> ACTIVITY
Print all the entries verbatim.

[Stored data entries]
++++++++++++++++++++

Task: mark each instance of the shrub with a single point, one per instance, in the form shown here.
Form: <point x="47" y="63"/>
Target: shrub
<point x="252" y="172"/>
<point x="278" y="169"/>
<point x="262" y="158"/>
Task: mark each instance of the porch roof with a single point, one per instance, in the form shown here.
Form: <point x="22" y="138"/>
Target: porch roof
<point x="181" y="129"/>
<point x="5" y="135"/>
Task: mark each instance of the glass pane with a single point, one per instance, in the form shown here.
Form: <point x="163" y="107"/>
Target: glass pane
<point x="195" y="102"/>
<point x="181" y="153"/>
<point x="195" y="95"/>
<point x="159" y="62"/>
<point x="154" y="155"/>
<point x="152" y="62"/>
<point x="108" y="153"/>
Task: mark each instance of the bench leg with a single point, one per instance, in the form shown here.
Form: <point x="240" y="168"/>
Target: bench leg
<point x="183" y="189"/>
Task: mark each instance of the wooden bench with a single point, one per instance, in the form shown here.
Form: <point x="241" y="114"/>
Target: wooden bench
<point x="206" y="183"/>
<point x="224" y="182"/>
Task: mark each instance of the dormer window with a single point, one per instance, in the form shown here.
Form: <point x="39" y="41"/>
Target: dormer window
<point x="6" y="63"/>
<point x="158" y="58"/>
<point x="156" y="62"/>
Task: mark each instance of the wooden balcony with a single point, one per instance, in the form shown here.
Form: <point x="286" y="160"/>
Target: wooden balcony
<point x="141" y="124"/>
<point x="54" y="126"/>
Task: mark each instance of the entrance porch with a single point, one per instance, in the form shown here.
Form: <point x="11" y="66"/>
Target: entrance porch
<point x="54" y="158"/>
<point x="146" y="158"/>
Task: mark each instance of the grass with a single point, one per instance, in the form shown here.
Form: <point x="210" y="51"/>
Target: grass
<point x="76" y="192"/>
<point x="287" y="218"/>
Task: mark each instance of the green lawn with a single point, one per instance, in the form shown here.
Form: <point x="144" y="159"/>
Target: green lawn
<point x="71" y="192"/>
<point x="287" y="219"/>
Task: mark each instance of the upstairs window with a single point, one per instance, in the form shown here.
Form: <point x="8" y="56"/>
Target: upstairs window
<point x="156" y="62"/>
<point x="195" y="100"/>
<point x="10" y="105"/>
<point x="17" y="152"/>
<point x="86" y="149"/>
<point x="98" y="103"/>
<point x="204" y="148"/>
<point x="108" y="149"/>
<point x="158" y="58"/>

++++++++++++++++++++

> EXERCISE RESPONSE
Task: mark each instance of the shrub with a single point, one per instance, in the form shown here.
Form: <point x="47" y="63"/>
Target: shrub
<point x="252" y="172"/>
<point x="278" y="169"/>
<point x="262" y="158"/>
Task: mark each instance of the porch roof with a single point, one per instance, in the form shown here.
Form: <point x="22" y="138"/>
Target: porch roof
<point x="181" y="129"/>
<point x="5" y="135"/>
Task: mark each instance of the glass pane with a single point, one per instance, in the form shown here.
Form: <point x="163" y="107"/>
Target: glass pane
<point x="195" y="102"/>
<point x="181" y="153"/>
<point x="195" y="95"/>
<point x="159" y="62"/>
<point x="154" y="155"/>
<point x="152" y="62"/>
<point x="108" y="153"/>
Task: mark each instance of the bench leg with a single point, one per instance, in the form shown here.
Form: <point x="240" y="168"/>
Target: bench leg
<point x="183" y="189"/>
Task: mark each instance of the wooden bench with a single point, one per instance, in the form shown here.
Form: <point x="241" y="114"/>
Target: wooden bench
<point x="206" y="183"/>
<point x="224" y="182"/>
Task: mark each instance of the dormer window with a single point, one per instance, in the form shown here.
Form: <point x="39" y="41"/>
Target: dormer window
<point x="6" y="63"/>
<point x="158" y="58"/>
<point x="156" y="62"/>
Task: mark each instance of the wooden balcony with a single point, one per instance, in the form shown here.
Form: <point x="286" y="160"/>
Target: wooden balcony
<point x="141" y="124"/>
<point x="54" y="126"/>
Task: mark each instance of the entrance porch with a single point, one per instance, in the form shown here.
Form: <point x="11" y="66"/>
Target: entrance porch
<point x="54" y="158"/>
<point x="146" y="158"/>
Task: mark each instance of the grass with a single point, one per instance, in the form shown here.
Form: <point x="210" y="51"/>
Target: grass
<point x="76" y="192"/>
<point x="287" y="218"/>
Task: mark each instance of the green lawn with a single point, one per instance, in the form shown here.
Form: <point x="144" y="159"/>
Target: green lawn
<point x="71" y="192"/>
<point x="287" y="219"/>
Task: mark each instance of the upstairs window with a single point, one per instance, in the form shown here.
Form: <point x="8" y="56"/>
Target: upstairs window
<point x="156" y="62"/>
<point x="195" y="100"/>
<point x="10" y="105"/>
<point x="17" y="152"/>
<point x="86" y="149"/>
<point x="98" y="103"/>
<point x="204" y="148"/>
<point x="108" y="149"/>
<point x="158" y="58"/>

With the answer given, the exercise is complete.